▶ **Passage shown**:
6. A. 5. a. 7. Output wavelength exceeding 1,150 nm but not exceeding 1,555 nm and any of the following:
a. Single transverse mode and output power exceeding 50 W; or
b. Multiple transverse mode and output power exceeding 80 W; or
8. Output wavelength exceeding 1,555 nm and output power exceeding 1 W;
6. A. 5. b. Non-"tunable" "pulsed lasers" having any of the following:
1. Output wavelength less than 150 nm and any of the following:
a. Output energy exceeding 50 mJ per pulse and "peak power" exceeding 1 W; or
b. "Average output power" exceeding 1 W;
2. Output wavelength of 150 nm or more but not exceeding 510 nm and any of the following:
a. Output energy exceeding 1.5 J per pulse and "peak power" exceeding 30W; or
b. "Average output power" exceeding 30 W;
Note 6.A.5.b.2.b. does not apply to Argon "lasers" having an "average output power" equal to or less than 50 W.

▶ **How to complete this task**: In the laser passage, repeat the part that opens with the words "6. A. 5. a. 7." and closes with "less than 50 W.", swapping "transverse mode" for "spatial mode" each time it appears.

(Stored data entries)
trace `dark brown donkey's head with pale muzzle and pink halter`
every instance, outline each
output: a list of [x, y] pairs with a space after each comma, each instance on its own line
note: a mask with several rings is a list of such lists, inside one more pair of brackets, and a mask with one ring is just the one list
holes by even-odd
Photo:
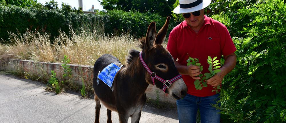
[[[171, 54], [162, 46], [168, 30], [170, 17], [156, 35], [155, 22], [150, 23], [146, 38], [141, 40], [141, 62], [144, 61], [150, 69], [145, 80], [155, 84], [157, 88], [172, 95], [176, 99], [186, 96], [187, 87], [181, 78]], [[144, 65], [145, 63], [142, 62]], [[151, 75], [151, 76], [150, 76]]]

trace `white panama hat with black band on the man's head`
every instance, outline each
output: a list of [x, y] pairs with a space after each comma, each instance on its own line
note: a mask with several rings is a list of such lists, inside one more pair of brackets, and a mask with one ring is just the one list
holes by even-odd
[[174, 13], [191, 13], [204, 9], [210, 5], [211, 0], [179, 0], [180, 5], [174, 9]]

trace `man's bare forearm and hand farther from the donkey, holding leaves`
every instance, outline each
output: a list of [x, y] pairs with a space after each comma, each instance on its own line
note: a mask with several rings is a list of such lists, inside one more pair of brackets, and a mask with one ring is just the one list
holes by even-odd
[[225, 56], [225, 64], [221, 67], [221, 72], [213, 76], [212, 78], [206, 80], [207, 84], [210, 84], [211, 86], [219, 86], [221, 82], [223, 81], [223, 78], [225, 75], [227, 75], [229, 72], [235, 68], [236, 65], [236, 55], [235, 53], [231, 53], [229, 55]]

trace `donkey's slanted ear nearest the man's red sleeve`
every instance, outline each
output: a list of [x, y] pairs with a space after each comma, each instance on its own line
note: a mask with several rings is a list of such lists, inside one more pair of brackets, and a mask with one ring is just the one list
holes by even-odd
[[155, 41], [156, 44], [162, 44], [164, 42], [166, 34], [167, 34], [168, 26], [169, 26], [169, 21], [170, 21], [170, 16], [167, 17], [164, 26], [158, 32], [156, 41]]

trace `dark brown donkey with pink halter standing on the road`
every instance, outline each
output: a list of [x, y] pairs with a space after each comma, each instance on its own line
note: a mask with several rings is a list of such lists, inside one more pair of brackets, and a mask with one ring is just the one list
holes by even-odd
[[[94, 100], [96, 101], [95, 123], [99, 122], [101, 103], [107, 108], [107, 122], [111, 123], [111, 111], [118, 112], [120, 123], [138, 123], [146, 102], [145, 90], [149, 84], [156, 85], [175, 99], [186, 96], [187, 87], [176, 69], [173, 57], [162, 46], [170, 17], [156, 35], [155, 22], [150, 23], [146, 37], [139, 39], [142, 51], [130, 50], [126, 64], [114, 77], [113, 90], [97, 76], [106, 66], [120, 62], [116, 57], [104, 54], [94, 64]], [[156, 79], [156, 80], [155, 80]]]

--

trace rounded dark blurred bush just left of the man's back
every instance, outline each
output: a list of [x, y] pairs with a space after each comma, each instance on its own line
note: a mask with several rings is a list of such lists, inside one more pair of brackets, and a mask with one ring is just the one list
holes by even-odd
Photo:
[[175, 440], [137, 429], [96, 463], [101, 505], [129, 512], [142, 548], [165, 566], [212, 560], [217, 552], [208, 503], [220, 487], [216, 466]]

▶ **Answer space**:
6. A. 5. a. 7. Output wavelength exceeding 1,150 nm but not exceeding 1,555 nm and any of the following:
a. Single spatial mode and output power exceeding 50 W; or
b. Multiple spatial mode and output power exceeding 80 W; or
8. Output wavelength exceeding 1,555 nm and output power exceeding 1 W;
6. A. 5. b. Non-"tunable" "pulsed lasers" having any of the following:
1. Output wavelength less than 150 nm and any of the following:
a. Output energy exceeding 50 mJ per pulse and "peak power" exceeding 1 W; or
b. "Average output power" exceeding 1 W;
2. Output wavelength of 150 nm or more but not exceeding 510 nm and any of the following:
a. Output energy exceeding 1.5 J per pulse and "peak power" exceeding 30W; or
b. "Average output power" exceeding 30 W;
Note 6.A.5.b.2.b. does not apply to Argon "lasers" having an "average output power" equal to or less than 50 W.